Stored items
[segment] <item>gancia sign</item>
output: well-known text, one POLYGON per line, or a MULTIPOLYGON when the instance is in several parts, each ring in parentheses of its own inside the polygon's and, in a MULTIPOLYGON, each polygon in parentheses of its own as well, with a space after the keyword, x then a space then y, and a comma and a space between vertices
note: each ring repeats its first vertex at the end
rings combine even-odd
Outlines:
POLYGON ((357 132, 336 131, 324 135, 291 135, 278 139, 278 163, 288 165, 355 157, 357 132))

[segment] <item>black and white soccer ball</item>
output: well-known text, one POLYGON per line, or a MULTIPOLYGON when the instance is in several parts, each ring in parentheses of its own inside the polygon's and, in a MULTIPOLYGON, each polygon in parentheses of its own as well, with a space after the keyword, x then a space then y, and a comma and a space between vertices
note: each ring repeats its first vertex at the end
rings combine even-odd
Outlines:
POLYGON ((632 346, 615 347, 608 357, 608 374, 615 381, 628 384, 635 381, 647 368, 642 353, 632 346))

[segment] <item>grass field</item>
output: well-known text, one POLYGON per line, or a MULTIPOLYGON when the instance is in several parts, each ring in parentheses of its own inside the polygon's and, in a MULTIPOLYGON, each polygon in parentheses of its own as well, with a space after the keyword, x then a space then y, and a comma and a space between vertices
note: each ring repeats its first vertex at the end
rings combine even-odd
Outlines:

Task to complete
Could you give again exactly the lines from the line containing "[segment] <item>grass field</item>" through the final line of the data above, and no others?

Exercise solution
[segment] <item>grass field</item>
output: well-known text, one POLYGON per line, or a MULTIPOLYGON when the instance is in several parts, each ring in parentheses of its own inside the polygon's and, in a MULTIPOLYGON, each polygon in parentheses of its own as well, with a space after the keyword, x then a space then y, and a comma and a space between vertices
note: each ring repeats its first vertex at the end
rings combine even-odd
Outlines:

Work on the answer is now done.